- **Provided entries**:
□ □ □

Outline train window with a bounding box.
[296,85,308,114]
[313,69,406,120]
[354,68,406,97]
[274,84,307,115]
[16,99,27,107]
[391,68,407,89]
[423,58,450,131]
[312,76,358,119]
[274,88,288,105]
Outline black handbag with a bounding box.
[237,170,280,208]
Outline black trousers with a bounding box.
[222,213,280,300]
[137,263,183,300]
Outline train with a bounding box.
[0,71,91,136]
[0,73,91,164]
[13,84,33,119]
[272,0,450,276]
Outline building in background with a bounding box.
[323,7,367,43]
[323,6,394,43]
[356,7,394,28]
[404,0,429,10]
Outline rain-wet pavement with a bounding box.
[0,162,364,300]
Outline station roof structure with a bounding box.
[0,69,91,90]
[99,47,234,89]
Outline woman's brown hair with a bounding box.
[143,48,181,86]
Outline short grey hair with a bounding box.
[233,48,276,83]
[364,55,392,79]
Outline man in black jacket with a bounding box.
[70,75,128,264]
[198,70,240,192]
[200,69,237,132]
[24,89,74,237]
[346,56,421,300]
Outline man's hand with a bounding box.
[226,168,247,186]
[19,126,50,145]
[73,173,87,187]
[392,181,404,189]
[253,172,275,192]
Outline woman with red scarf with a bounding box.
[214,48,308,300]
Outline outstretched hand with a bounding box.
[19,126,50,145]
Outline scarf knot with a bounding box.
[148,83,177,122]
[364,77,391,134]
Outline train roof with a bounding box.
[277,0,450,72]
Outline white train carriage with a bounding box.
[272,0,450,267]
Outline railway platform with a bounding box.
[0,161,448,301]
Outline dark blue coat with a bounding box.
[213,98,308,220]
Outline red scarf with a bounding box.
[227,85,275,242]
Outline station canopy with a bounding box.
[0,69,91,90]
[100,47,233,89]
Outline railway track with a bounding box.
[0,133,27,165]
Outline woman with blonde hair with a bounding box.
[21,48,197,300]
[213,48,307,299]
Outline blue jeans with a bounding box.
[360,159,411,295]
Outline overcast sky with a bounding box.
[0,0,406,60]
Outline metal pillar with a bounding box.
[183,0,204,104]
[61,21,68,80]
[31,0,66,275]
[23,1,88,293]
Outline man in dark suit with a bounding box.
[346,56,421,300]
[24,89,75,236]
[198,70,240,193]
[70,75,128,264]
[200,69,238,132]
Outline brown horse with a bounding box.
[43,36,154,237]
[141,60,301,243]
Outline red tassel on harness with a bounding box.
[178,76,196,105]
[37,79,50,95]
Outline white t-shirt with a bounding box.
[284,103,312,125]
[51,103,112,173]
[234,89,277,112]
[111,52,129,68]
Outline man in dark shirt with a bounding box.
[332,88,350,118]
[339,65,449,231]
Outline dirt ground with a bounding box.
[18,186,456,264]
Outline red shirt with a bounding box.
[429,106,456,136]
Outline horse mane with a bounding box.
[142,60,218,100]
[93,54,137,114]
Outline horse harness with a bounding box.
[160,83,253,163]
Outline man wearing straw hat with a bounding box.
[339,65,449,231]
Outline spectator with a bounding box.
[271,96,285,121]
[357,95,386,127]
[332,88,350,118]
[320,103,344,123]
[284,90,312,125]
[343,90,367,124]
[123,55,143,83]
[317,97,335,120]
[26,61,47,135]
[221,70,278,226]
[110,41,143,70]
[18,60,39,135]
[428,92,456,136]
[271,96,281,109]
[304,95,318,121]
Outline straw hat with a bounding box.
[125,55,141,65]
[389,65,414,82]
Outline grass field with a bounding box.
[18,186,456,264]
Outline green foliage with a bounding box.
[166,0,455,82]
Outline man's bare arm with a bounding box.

□ □ □

- **Exercise objective**: Return the material exactly. Leave out no line.

- **Response box**:
Outline train window with a bounding box.
[296,85,308,114]
[313,69,406,120]
[354,68,406,97]
[274,84,307,115]
[16,99,27,107]
[391,68,407,89]
[423,58,450,131]
[312,76,358,119]
[274,88,288,105]
Outline black handbag with a bounding box.
[237,170,280,208]
Outline black trousers with a bounding box.
[222,213,280,300]
[137,263,183,300]
Outline train with a bounding box.
[0,71,91,136]
[0,73,91,164]
[13,84,33,119]
[272,0,450,276]
Outline building in background with a bounding box.
[323,7,367,43]
[323,6,394,43]
[356,7,394,28]
[404,0,429,10]
Outline rain-wet pavement with a bounding box.
[0,162,364,300]
Outline station roof structure with a bounding box.
[0,69,91,90]
[99,47,234,89]
Outline woman's brown hair with a bounding box.
[143,48,181,86]
Outline short grey hair with a bounding box.
[233,48,276,83]
[364,55,392,79]
Outline man in black jacket with a bounding box.
[70,75,128,264]
[198,70,240,192]
[200,69,237,132]
[24,89,74,237]
[346,56,421,300]
Outline man's hand with a bounding box.
[226,168,247,186]
[19,126,50,145]
[73,173,87,187]
[392,181,404,189]
[253,172,275,192]
Outline woman with red scarf with a bounding box.
[214,48,308,300]
Outline outstretched hand with a bounding box.
[19,126,50,145]
Outline scarf knot with a bounding box.
[148,83,177,122]
[364,77,391,134]
Outline train roof with a bounding box.
[277,0,450,72]
Outline white train carriage with a bounding box.
[272,0,450,267]
Outline railway platform with a bounding box.
[0,161,448,301]
Outline dark blue coat with a bounding box.
[213,98,308,220]
Outline red scarf with a bounding box.
[227,85,275,242]
Outline station canopy with a bounding box.
[0,69,91,90]
[100,47,233,89]
Outline railway track with a bounding box.
[0,133,27,165]
Outline woman with blonde hair with a bounding box.
[21,48,197,300]
[213,48,307,299]
Outline blue jeans with a bounding box.
[360,159,411,295]
Outline overcast sky with a bounding box.
[0,0,406,60]
Outline metal pillar with a bounding box.
[183,0,204,104]
[61,21,68,80]
[31,0,66,275]
[23,1,88,293]
Outline man in dark suit with a bounding box.
[346,56,421,300]
[24,89,75,236]
[198,70,240,193]
[70,75,128,264]
[200,69,238,132]
Outline brown horse with a bounding box.
[43,36,154,237]
[141,60,301,243]
Outline red tassel on harness with a bounding box.
[178,76,196,105]
[37,79,50,95]
Outline white t-shirt with a bounding box.
[284,103,312,125]
[51,103,112,173]
[234,89,277,112]
[111,52,129,68]
Outline man in dark shirt with a bounding box.
[332,88,350,118]
[339,65,449,231]
Outline dirt ground with a bounding box.
[18,186,456,264]
Outline red shirt with a bounding box.
[429,106,456,136]
Outline horse mane with a bounding box.
[142,60,218,100]
[93,54,137,114]
Outline horse harness with a bounding box.
[160,83,253,163]
Outline man wearing straw hat with a bounding box.
[339,65,449,231]
Outline spectator with a bounding box.
[271,96,285,121]
[357,95,386,127]
[332,88,350,118]
[320,103,344,123]
[284,90,312,125]
[343,90,367,124]
[123,55,143,83]
[317,97,335,120]
[26,61,47,135]
[221,70,278,226]
[110,41,143,70]
[18,60,39,135]
[428,92,456,136]
[271,96,281,109]
[304,95,318,121]
Outline straw hat with a bounding box.
[125,55,141,65]
[389,65,414,82]
Outline grass field with a bounding box.
[18,186,456,264]
Outline green foliage with a bounding box.
[166,0,455,82]
Outline man's bare arm with a bounding box.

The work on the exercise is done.